MATERIAL PROVIDED:
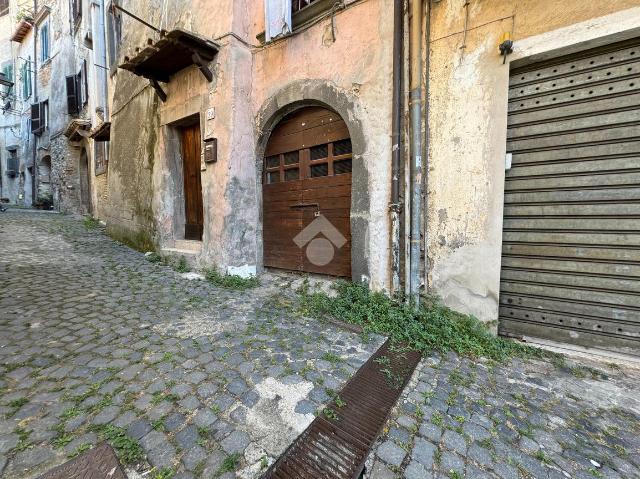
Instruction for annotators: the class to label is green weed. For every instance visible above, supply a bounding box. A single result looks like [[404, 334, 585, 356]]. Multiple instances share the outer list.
[[83, 216, 100, 230], [218, 453, 241, 474], [297, 280, 554, 362], [204, 269, 260, 290], [94, 425, 143, 465]]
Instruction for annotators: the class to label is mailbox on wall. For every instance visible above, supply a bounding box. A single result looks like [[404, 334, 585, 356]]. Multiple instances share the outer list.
[[203, 138, 217, 163]]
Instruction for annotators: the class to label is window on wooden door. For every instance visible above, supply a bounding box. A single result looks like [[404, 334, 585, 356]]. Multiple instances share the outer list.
[[265, 138, 352, 182]]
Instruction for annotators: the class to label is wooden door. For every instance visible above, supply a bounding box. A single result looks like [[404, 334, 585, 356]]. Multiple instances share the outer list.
[[263, 107, 352, 277], [181, 124, 204, 241]]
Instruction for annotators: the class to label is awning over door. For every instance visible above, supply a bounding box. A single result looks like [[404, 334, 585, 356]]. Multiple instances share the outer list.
[[119, 29, 219, 102]]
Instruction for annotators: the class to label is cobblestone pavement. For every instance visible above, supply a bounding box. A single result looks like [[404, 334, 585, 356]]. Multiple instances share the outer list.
[[367, 352, 640, 479], [0, 211, 383, 479]]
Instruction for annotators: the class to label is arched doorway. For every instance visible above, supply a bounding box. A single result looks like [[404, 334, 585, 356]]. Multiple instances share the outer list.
[[79, 148, 91, 214], [262, 106, 352, 277]]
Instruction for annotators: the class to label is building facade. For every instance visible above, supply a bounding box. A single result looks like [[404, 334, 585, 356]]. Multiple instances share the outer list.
[[0, 0, 111, 214], [427, 0, 640, 355], [105, 0, 395, 288], [4, 0, 636, 356]]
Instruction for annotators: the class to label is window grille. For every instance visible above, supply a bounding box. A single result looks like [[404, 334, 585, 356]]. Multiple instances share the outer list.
[[292, 0, 320, 14]]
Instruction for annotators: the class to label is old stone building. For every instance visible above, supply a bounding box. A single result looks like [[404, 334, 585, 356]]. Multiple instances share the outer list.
[[0, 0, 111, 214], [103, 0, 640, 356]]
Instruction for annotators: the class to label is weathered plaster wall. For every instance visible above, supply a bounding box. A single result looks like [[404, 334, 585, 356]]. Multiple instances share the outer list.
[[427, 1, 640, 323], [106, 0, 395, 289], [251, 0, 394, 288]]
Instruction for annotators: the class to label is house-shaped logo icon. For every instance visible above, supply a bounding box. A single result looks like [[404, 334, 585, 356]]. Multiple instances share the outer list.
[[293, 215, 347, 266]]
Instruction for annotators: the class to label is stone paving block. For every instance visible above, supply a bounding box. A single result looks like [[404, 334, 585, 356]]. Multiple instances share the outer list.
[[404, 461, 430, 479], [221, 430, 250, 454], [140, 430, 176, 469], [377, 440, 406, 467]]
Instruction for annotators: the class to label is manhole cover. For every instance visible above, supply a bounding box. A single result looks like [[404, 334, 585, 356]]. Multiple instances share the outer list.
[[37, 442, 127, 479]]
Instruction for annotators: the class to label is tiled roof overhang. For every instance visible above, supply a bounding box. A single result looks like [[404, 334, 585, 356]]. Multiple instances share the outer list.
[[11, 19, 33, 43]]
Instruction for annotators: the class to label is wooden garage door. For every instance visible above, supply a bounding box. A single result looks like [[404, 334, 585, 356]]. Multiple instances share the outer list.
[[499, 38, 640, 356], [263, 107, 352, 277]]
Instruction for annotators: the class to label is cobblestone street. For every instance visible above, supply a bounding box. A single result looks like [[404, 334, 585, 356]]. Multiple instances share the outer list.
[[1, 211, 639, 479], [366, 349, 640, 478], [0, 211, 382, 478]]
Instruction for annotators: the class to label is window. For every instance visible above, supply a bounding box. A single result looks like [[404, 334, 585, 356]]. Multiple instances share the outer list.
[[6, 150, 18, 176], [66, 63, 86, 115], [0, 0, 8, 17], [31, 101, 48, 135], [106, 2, 122, 71], [95, 141, 109, 175], [1, 62, 13, 95], [40, 22, 50, 62], [21, 58, 32, 100], [292, 0, 320, 14], [71, 0, 82, 27]]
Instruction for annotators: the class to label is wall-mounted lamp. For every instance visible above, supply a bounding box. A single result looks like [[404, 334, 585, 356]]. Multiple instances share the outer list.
[[0, 73, 14, 89], [499, 32, 514, 64]]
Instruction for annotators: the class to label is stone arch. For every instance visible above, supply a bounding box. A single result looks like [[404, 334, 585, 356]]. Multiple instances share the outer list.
[[255, 80, 370, 281]]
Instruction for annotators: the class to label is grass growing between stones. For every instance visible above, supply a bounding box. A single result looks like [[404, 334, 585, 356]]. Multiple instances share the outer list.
[[204, 268, 260, 290], [92, 425, 144, 465], [83, 216, 101, 230], [298, 280, 554, 362]]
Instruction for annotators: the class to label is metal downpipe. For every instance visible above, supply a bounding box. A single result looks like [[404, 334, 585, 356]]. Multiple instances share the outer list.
[[390, 0, 404, 295], [409, 0, 423, 302]]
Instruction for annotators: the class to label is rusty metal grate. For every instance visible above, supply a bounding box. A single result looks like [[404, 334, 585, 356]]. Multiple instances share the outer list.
[[37, 442, 126, 479], [263, 339, 422, 479]]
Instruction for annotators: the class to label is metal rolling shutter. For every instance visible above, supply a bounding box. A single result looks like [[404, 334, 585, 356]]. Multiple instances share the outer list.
[[499, 38, 640, 356]]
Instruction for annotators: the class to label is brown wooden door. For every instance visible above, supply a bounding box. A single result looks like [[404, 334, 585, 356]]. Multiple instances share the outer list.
[[181, 124, 204, 240], [263, 107, 352, 277]]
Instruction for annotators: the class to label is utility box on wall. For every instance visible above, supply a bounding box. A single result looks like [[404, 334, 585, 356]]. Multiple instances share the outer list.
[[203, 138, 217, 163]]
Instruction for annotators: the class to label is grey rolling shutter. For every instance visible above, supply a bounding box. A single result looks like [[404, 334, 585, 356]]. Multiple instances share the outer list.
[[499, 38, 640, 356], [66, 75, 79, 114]]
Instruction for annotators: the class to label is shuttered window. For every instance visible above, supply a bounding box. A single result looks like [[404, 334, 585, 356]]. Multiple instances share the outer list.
[[21, 58, 32, 100], [31, 102, 47, 135], [6, 150, 18, 174], [66, 73, 81, 115], [106, 2, 122, 70], [1, 62, 13, 95], [40, 22, 50, 62], [71, 0, 82, 26]]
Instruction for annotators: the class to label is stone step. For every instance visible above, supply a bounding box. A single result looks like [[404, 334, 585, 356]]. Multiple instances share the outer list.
[[173, 239, 202, 253]]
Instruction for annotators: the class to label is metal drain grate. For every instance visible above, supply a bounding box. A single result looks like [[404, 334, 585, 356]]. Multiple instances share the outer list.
[[263, 339, 422, 479]]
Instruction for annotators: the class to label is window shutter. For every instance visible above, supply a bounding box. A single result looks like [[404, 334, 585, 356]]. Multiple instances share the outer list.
[[66, 74, 79, 115], [81, 60, 88, 105], [31, 103, 41, 133], [265, 0, 292, 42], [3, 63, 13, 94]]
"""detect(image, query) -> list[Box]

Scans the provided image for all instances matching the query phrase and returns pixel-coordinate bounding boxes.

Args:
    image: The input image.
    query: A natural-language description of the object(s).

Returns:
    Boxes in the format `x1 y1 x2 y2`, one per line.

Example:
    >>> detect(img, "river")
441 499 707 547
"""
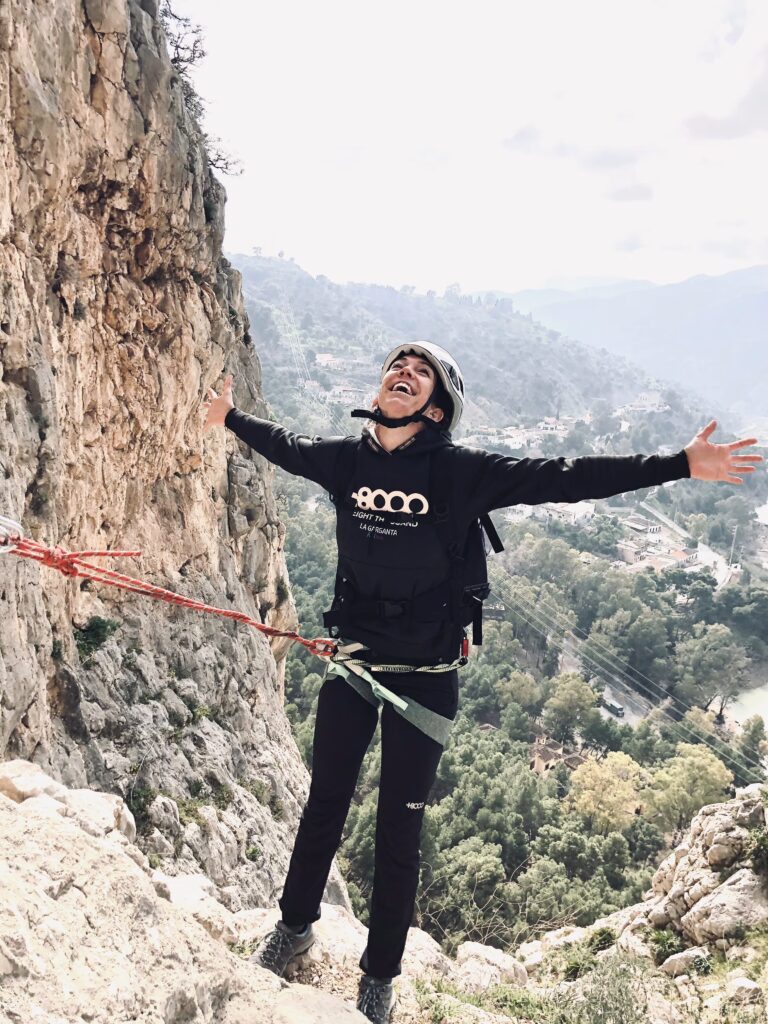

WHAT YOU ARE ASKED TO DO: Reproduce the material word for word, minus the images.

COMPLETED EXERCISE:
Instruction for annotators: the class to label is green weed. For every instance visible above, supply a bounding box. A single result looks like [[404, 334, 585, 356]]. Multiple instances share the outer list.
[[83, 216, 100, 230], [218, 453, 241, 474], [297, 280, 554, 362], [204, 269, 260, 290], [94, 425, 143, 465]]
Instruction for annotators: the class to label is mailbox on wall. For every instance visible above, supply a bounding box. A single result looks like [[404, 334, 585, 356]]. Multiple instances share the outer list.
[[203, 138, 217, 163]]
Instruction for annotators: the class to label is window on wooden door. For every instance visible above, supply a bounding box. A single result looks like [[404, 334, 585, 356]]. Multiple instances share the outer list.
[[265, 138, 352, 182]]
Instruction for annotators: the class to label is wooden door. For every instance visible above, supply a bounding box. A single result looks like [[404, 334, 585, 356]]. Multiple instances share the outer list.
[[263, 107, 352, 277], [181, 124, 204, 241]]
Instruction for annotators: the class to label is awning over door. For every instance visible above, supply a bounding box. A single result looks like [[404, 334, 585, 356]]. Multiple instances share the outer list.
[[119, 29, 219, 102]]
Instruction for annotators: the class to label is cobblestone pavement. For every instance visible above, supply a bounding box. A single result looks like [[404, 334, 585, 356]]. Multiple instances share the outer list.
[[367, 352, 640, 479], [0, 211, 383, 479]]
Instruction for annotators: the class to label is arched doorway. For every instance visible above, supply a bounding box. A single result looks like [[404, 334, 585, 356]]. Multiple instances share the outer list.
[[79, 148, 91, 214], [262, 106, 352, 277]]
Instruction for annotators: the class to label is building facade. For every instance visible above, supply a bounding box. A single result looks like [[404, 334, 585, 356]]. Multiple instances share the outer list.
[[0, 0, 111, 214], [427, 0, 640, 355], [105, 0, 395, 288], [4, 0, 636, 356]]
Instruction for annotators: the class to label is window grille. For every instance visible above, supply a bounding box. A single result looks like [[404, 334, 585, 356]]. Multiple instances share the outer list.
[[292, 0, 320, 14]]
Instruction for annotators: the class to label is old stone building. For every instance visible above, supply a bounding box. A single result looks like [[404, 334, 585, 356]]. Multiple instances share the outer list.
[[0, 0, 111, 214], [103, 0, 640, 356]]
Instruction for annotators: the class to label is weathered plaster wall. For every instance visible above, supply a bounding box. A single result looks like [[404, 334, 585, 356]]. Multiple instances share the outer list.
[[427, 1, 640, 323], [106, 0, 395, 289], [251, 0, 394, 288]]
Instruction for annotators: the class to label is house-shaped logo icon. For every instance visible above, supply a bounding box. A single result looks like [[404, 334, 585, 356]]. Multiple instances share the outer list.
[[293, 215, 347, 266]]
Instruction for annotators: the class to label is stone paving block. For every instance visible above, supply a bounding box. A single result looks like [[404, 334, 585, 356]]. Multiple instances share the outer list.
[[404, 461, 430, 479], [221, 430, 250, 454], [140, 430, 176, 469], [377, 440, 406, 467]]
Instruction for annotators: the class to label is manhole cover. For every instance visible above, supply a bounding box. A single result looks like [[404, 334, 585, 356]]. Multiple instances share the outer list.
[[37, 442, 127, 479]]
Instruction for annotators: the class to label is tiled roof overhang. For every instance visible above, supply a bounding box. A single result looks like [[404, 334, 585, 356]]. Multiple instances share the outer list.
[[11, 19, 33, 43]]
Instruction for annotators: the class to label is wooden garage door. For every instance visible above, supply a bounding box. A single result looks like [[404, 334, 585, 356]]. Multiple instances share the outer list.
[[499, 38, 640, 356], [263, 107, 352, 277]]
Instruction for annotators: the class to label is cobblestone street. For every instance visible above, supply a bounding box. A single result looks like [[404, 334, 585, 356]]. Multiple instances share the outer list.
[[1, 211, 639, 479], [366, 349, 640, 478], [0, 211, 382, 478]]
Instruction for annotators: the class to label is window. For every instance visible above, supply a bounding box. A single result looks like [[404, 334, 585, 356]]. Multiple instances share the outer list.
[[6, 150, 18, 176], [66, 63, 86, 115], [0, 0, 8, 17], [31, 101, 48, 135], [106, 2, 122, 71], [95, 141, 109, 175], [1, 62, 13, 95], [40, 22, 50, 62], [21, 58, 32, 100], [292, 0, 320, 14], [71, 0, 82, 27]]
Instruction for annotators: the class to label is wall-mounted lamp. For every instance visible above, supply a bounding box. A single result looks like [[404, 334, 585, 356]]. Multiple instances share the outer list.
[[0, 73, 14, 89], [499, 32, 514, 64]]
Instruction for annotators: the class to label is stone arch. For every instance visible above, supply a bounding box. A single result looks like [[404, 334, 585, 356]]. Multiple instances share the outer list.
[[255, 80, 370, 281]]
Instruction for annotators: the class to label is grass growing between stones. For every instance visible above, supply a bounding box. A single result looks like [[404, 334, 585, 356]]. Multiple instances share the outer list.
[[204, 268, 260, 290], [92, 425, 144, 465], [83, 216, 101, 230], [298, 280, 554, 362]]
Instruction for annotators: the class to label is metal downpipe. For every instance visible above, supply a bounding box. A single result looks like [[404, 334, 585, 356]]. Multiple instances share the outer list.
[[390, 0, 404, 295], [409, 0, 423, 302]]
Instruction for annotators: the class to label is rusty metal grate. For every instance visible above, supply a bounding box. A single result looks like [[404, 334, 585, 356]]. Multiple instances share the outer list.
[[37, 442, 126, 479], [263, 339, 422, 479]]
Instruction for annotators: the class to label is metal rolling shutter. For every instance visible above, supply a bounding box. A single result looks like [[404, 334, 585, 356]]. Multiple instances share the outer list.
[[499, 38, 640, 356]]
Instruction for annotators: the class to label is brown wooden door. For every instance visible above, supply a bounding box. A single result looks like [[404, 334, 585, 356]]. Multiple instances share the outer list.
[[181, 124, 204, 240], [263, 107, 352, 277]]
Instruction for annotators: the class to label is utility box on wall. For every instance visible above, supply a bounding box. A single result looks like [[404, 334, 585, 356]]. Multiple instances share the outer list.
[[203, 138, 217, 163]]
Instruction for annotators: the class to label is grey rolling shutter. For every instance visible above, supply a bounding box. A single result looks like [[404, 334, 585, 356]]. Multiple instances share the outer list.
[[499, 38, 640, 356], [66, 75, 79, 114]]
Instruction for annotators: the class to label is shuttered window. For every instance visible above, supply a bounding box. A single result looks like [[404, 334, 585, 356]]. Multiple instances share the outer list.
[[21, 58, 32, 100], [31, 102, 47, 135], [6, 150, 18, 174], [66, 73, 81, 115], [106, 2, 122, 70], [1, 62, 13, 95], [40, 22, 50, 62], [71, 0, 82, 26]]
Instruction for annotators: the class to label is stone step. For every instance visible above, supply a bounding box. A single result looks like [[404, 334, 585, 356]]. Multiple instances share the outer list.
[[173, 239, 202, 253]]
Instruction for annotators: the class to label is metal drain grate. For every instance visible above, supply a bounding box. A single result looks like [[404, 334, 585, 356]]. Multiple instances share the outer list.
[[263, 339, 422, 479]]
Instruction for annotators: the class to label is window shutter. For every instance visible above, supply a bounding box. A single result looks like [[404, 334, 585, 356]]. Multiple instances share the outer list.
[[66, 74, 79, 115], [81, 60, 88, 105], [31, 103, 41, 133], [265, 0, 292, 42], [3, 63, 13, 94]]
"""detect(image, query) -> list[Box]

Scans the provided image for all instances matching the query phrase and returns pixel-coordinate bounding boxes.

Args:
    image: The input image.
    query: A natural-language description of the object(s).

Returns:
    Boxes in the format `x1 y1 x2 y2`, one per line.

Example:
    >>> detect(img, "river")
441 499 707 547
"""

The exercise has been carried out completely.